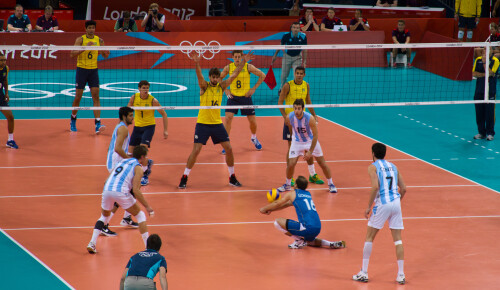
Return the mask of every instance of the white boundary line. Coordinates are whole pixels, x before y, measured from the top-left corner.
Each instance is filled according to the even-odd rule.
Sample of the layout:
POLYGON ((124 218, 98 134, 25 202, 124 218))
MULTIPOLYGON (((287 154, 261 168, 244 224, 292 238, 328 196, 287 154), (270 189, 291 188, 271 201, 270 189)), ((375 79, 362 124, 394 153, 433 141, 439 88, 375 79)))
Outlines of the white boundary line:
MULTIPOLYGON (((483 215, 483 216, 437 216, 437 217, 403 217, 404 220, 429 220, 429 219, 472 219, 472 218, 500 218, 500 215, 483 215)), ((365 221, 365 218, 356 219, 331 219, 321 220, 322 222, 350 222, 350 221, 365 221)), ((274 221, 263 222, 227 222, 227 223, 190 223, 190 224, 148 224, 148 227, 183 227, 183 226, 226 226, 226 225, 252 225, 252 224, 270 224, 274 221)), ((124 226, 116 226, 123 227, 124 226)), ((68 230, 68 229, 93 229, 94 226, 83 227, 46 227, 46 228, 17 228, 17 229, 4 229, 5 231, 33 231, 33 230, 68 230)))
POLYGON ((52 275, 56 276, 57 279, 59 279, 61 282, 63 282, 64 285, 68 286, 69 289, 75 289, 68 282, 66 282, 66 280, 64 280, 61 276, 59 276, 56 272, 54 272, 54 270, 52 270, 51 268, 49 268, 49 266, 47 266, 44 262, 42 262, 42 260, 38 259, 37 256, 35 256, 33 253, 31 253, 30 251, 28 251, 28 249, 26 249, 23 245, 21 245, 16 240, 14 240, 14 238, 12 238, 9 234, 7 234, 5 232, 6 230, 7 229, 0 229, 0 232, 2 234, 4 234, 7 238, 9 238, 14 244, 16 244, 24 252, 26 252, 28 255, 30 255, 33 259, 35 259, 35 261, 37 261, 38 263, 40 263, 40 265, 42 265, 45 269, 47 269, 50 273, 52 273, 52 275))
MULTIPOLYGON (((452 184, 452 185, 413 185, 408 188, 441 188, 441 187, 480 187, 479 184, 452 184)), ((356 190, 370 189, 368 186, 359 187, 339 187, 339 190, 356 190)), ((143 192, 145 195, 162 195, 162 194, 194 194, 194 193, 243 193, 243 192, 267 192, 269 189, 243 189, 243 190, 203 190, 203 191, 158 191, 158 192, 143 192)), ((328 188, 309 188, 309 191, 326 191, 328 188)), ((81 193, 81 194, 45 194, 45 195, 6 195, 0 196, 0 199, 5 198, 33 198, 33 197, 75 197, 75 196, 101 196, 102 193, 81 193)))
MULTIPOLYGON (((332 124, 338 125, 338 126, 340 126, 340 127, 342 127, 342 128, 345 128, 345 129, 347 129, 347 130, 349 130, 349 131, 352 131, 352 132, 354 132, 354 133, 356 133, 356 134, 359 134, 359 135, 361 135, 361 136, 363 136, 363 137, 369 138, 369 139, 371 139, 371 140, 373 140, 373 141, 375 141, 375 142, 380 142, 380 141, 378 141, 377 139, 374 139, 374 138, 372 138, 372 137, 369 137, 369 136, 367 136, 367 135, 365 135, 365 134, 362 134, 362 133, 360 133, 360 132, 358 132, 358 131, 356 131, 356 130, 353 130, 353 129, 351 129, 351 128, 348 128, 348 127, 346 127, 346 126, 344 126, 344 125, 341 125, 341 124, 336 123, 336 122, 334 122, 334 121, 328 120, 328 119, 326 119, 326 118, 324 118, 324 117, 321 117, 321 116, 319 116, 319 117, 320 117, 321 119, 323 119, 323 120, 326 120, 326 121, 328 121, 328 122, 332 123, 332 124)), ((387 145, 387 144, 386 144, 386 145, 387 145)), ((395 148, 395 147, 392 147, 392 146, 389 146, 389 145, 387 145, 387 146, 388 146, 388 147, 390 147, 390 148, 392 148, 392 149, 394 149, 394 150, 396 150, 396 151, 399 151, 399 152, 401 152, 401 153, 403 153, 403 154, 406 154, 406 155, 408 155, 408 156, 411 156, 411 157, 413 157, 413 158, 415 158, 415 159, 417 159, 417 160, 419 160, 419 161, 425 162, 425 163, 427 163, 427 164, 429 164, 429 165, 432 165, 432 166, 434 166, 434 167, 436 167, 436 168, 439 168, 439 169, 441 169, 441 170, 443 170, 443 171, 446 171, 446 172, 448 172, 448 173, 451 173, 451 174, 453 174, 453 175, 455 175, 455 176, 458 176, 458 177, 463 178, 463 179, 465 179, 465 180, 468 180, 468 181, 470 181, 470 182, 472 182, 472 183, 474 183, 474 184, 477 184, 477 185, 482 186, 482 187, 484 187, 484 188, 487 188, 487 189, 489 189, 489 190, 491 190, 491 191, 493 191, 493 192, 496 192, 497 194, 500 194, 500 192, 499 192, 499 191, 494 190, 493 188, 490 188, 490 187, 488 187, 488 186, 486 186, 486 185, 480 184, 480 183, 478 183, 478 182, 476 182, 476 181, 474 181, 474 180, 472 180, 472 179, 469 179, 469 178, 467 178, 467 177, 464 177, 464 176, 462 176, 462 175, 460 175, 460 174, 458 174, 458 173, 455 173, 455 172, 452 172, 452 171, 450 171, 450 170, 448 170, 448 169, 445 169, 445 168, 443 168, 443 167, 437 166, 436 164, 432 164, 432 163, 430 163, 429 161, 426 161, 426 160, 420 159, 420 158, 418 158, 418 157, 416 157, 416 156, 413 156, 413 155, 411 155, 411 154, 409 154, 409 153, 406 153, 406 152, 404 152, 404 151, 402 151, 402 150, 400 150, 400 149, 397 149, 397 148, 395 148)))

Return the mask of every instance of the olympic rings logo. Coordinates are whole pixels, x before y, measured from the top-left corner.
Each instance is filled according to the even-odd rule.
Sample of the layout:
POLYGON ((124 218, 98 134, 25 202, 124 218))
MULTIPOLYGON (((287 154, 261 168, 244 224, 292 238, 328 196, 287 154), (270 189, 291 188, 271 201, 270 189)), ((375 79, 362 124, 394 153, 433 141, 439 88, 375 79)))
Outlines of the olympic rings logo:
MULTIPOLYGON (((187 90, 187 87, 177 84, 169 84, 169 83, 158 83, 158 82, 150 82, 152 85, 157 86, 169 86, 173 87, 172 89, 163 89, 159 91, 149 91, 150 94, 168 94, 168 93, 177 93, 187 90)), ((115 83, 106 83, 99 85, 101 90, 110 91, 114 93, 124 93, 125 96, 115 96, 115 97, 100 97, 100 99, 130 99, 130 95, 137 93, 137 82, 115 82, 115 83), (127 84, 129 84, 127 86, 127 84), (124 86, 125 85, 125 86, 124 86), (135 87, 135 88, 134 88, 135 87)), ((68 97, 75 97, 75 84, 69 83, 19 83, 9 85, 9 93, 16 92, 20 94, 34 94, 37 96, 34 97, 22 97, 18 98, 15 95, 10 99, 11 101, 21 101, 21 100, 37 100, 37 99, 47 99, 53 98, 56 95, 63 95, 68 97), (28 86, 28 87, 26 87, 28 86), (30 88, 31 86, 31 88, 30 88), (52 90, 56 86, 61 87, 69 87, 67 89, 60 90, 59 92, 53 92, 52 90), (41 87, 41 88, 40 88, 41 87)), ((85 93, 89 93, 90 90, 88 87, 85 87, 83 91, 83 98, 92 99, 90 95, 85 95, 85 93)))
POLYGON ((206 60, 210 60, 215 57, 216 54, 220 52, 220 43, 216 40, 210 41, 208 44, 206 44, 202 40, 198 40, 193 44, 191 42, 184 40, 179 44, 179 46, 184 46, 186 49, 181 49, 182 53, 187 54, 189 58, 191 58, 190 54, 192 51, 196 51, 200 57, 203 57, 206 60), (210 57, 205 55, 205 52, 210 53, 210 57))

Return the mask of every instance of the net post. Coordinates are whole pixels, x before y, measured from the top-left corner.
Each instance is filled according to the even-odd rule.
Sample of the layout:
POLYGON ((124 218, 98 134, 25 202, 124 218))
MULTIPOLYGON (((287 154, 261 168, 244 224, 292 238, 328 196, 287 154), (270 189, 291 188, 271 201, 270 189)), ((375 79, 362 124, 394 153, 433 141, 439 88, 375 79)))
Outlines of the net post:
+++
__REQUIREMENT__
What lines of the data include the word "mask"? Copy each of them.

__YOUR SOLUTION__
Return the mask of every instance of the white boundary line. Coordinates are whole pixels, x before y, measured from the top-left corner.
Return the mask of every instance of the olympic rings logo. Coordinates are whole pixels, x before y, measured from the top-left corner.
Return the mask of every instance of the net post. Coordinates are whole pixels, x before y, measured from the top-left corner.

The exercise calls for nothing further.